DOCUMENT SECTION >>
......

Electric vehicles. Connected software-enabled automobiles. Advanced electric power and steer-by-wire systems. As these advances and others demonstrate, keeping pace with the transformation of technologies in the automotive industry is both an opportunity and a challenge. Both Michigan Technological University and Nexteer Automotive understand that higher education offers one avenue to develop solutions for these evolving trends and technologies.beteen

Therefore, to help meet ongoing industry needs, Michigan Tech and Nexteer have joined forces.

On October 20, 2022, leaders from Michigan Tech and Global Campus visited Nexteer Automotive’s Global Technical Center in Saginaw, Michigan. The purpose: signing an Education Partnership Agreement with Nexteer Automotive.

This unique agreement will allow Nexteer employees to pursue advanced degrees from Michigan Tech. By doing so, they get to develop their interests, level up their education, and acquire in-demand skills. Furthermore, employees will also gain the benefits of furthering their own competitive advantages while acquiring the industry-specific knowledge needed for Nexteer’s high-growth areas. And for Nexteer, this fellowship will attract, retain, and grow its talented workforce. 

How does this partnership work? Current Nexteer employees will receive fellowships to enroll in one of Michigan Tech’s online graduate certificates or master’s degree programs. These fellowships are available for up to four years, provided the recipients continue to meet Tech’s eligibility requirements.

The CEO of Nexteer and the president of MTU shake hands at a table over the signing of Michigan Tech's Corporate Education Fellowship. In the background are leaders from their organization.

......

DO THIS >> Continue the article on the Michigan Tech and Nexteer education partnership from the point where it stops. The records below the article come from a separate source.

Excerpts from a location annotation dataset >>
......

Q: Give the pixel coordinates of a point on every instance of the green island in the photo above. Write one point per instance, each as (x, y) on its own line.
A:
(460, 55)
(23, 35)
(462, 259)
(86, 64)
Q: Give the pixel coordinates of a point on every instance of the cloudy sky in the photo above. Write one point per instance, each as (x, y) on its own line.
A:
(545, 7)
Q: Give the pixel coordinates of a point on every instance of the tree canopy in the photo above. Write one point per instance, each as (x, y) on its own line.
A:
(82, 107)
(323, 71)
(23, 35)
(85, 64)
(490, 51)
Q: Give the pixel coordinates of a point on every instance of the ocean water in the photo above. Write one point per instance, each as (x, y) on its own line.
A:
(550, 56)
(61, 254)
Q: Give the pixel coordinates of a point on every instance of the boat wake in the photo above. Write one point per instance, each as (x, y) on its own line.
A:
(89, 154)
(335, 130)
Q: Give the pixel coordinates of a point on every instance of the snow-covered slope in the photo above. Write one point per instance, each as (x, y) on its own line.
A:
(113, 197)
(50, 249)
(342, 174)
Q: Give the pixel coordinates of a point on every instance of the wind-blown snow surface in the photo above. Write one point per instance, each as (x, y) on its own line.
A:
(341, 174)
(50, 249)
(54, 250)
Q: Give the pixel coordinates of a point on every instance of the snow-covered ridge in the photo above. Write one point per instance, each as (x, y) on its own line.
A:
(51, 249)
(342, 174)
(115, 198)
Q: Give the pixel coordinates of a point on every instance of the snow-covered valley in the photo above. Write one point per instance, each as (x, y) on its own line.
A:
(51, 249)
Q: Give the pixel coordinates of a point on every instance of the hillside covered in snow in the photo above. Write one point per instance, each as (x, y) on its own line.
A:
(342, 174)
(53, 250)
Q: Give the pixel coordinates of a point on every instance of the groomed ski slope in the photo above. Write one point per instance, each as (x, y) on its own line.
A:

......

RESPONSE FOR THIS EXERCISE >>
Leaders from Michigan Tech and Nexteer at the signing ceremony. Robin Milavec (President, Chief Technology Officer, Chief Sales Officer, & Executive Board Director of Nexteer) shakes hands with Michigan Tech President Richard Koubek.

Building Bridges with Nexteer Automotive

The fellowship program is part of Global Campus’s missions to a) build relationships between academia and industry; and b) make quality online education more accessible to diverse adult learners.

Robin Milavec, Nexteer’s President, CTO, CSO, & Executive Board Director, also spoke of the importance of partnerships between industry and education. He recognized that Nexteer resides in a “dynamic environment where technology is rapidly changing.” Collaborating with a university, then, make sense. This program, which makes “continuing educational development opportunities” more accessible, will help Nexteer achieve its goals.

Overall, it’s a win-win relationship. That is, Nexteer gets to “to tap into a very rich pipeline of talent and skills that we need to fuel our future growth.” Also, Michigan Tech is “able to tap into industry and see their challenges.”

Milavec also recognized the competencies and preparedness of Michigan Tech graduates, noting their valued ability to “hit the ground running.”

Robin Milavec, President, CTO, CSO, & Executive Board Director of Nexteer

In terms of attracting, retaining, and growing our employees, the partnership with Michigan Tech is really one of the foundational elements of our future. . . it gives us that lifeline into continuing education so our employees can continue to develop and help us solve our industry-specific problems.

Robin Milavec, President, CTO, CSO, & Executive Board Director of Nexteer

Working with an Industry Innovator

Headquartered in Auburn Hills, Michigan, Nexteer is a leading motion control technology company with a global reach. Currently, the organization has 27 manufacturing plants, with multiple operations in North and South America, Europe, Asia, and Africa.

Collaborating with Nexteer is a natural fit for Michigan Tech. At the signing ceremony, President Koubek affirmed that Michigan Tech is “a bit unique as an institution, in that our founding legislation established that we are to help advance” Michigan’s industries. “This partnership helps us to actualize that responsibility.”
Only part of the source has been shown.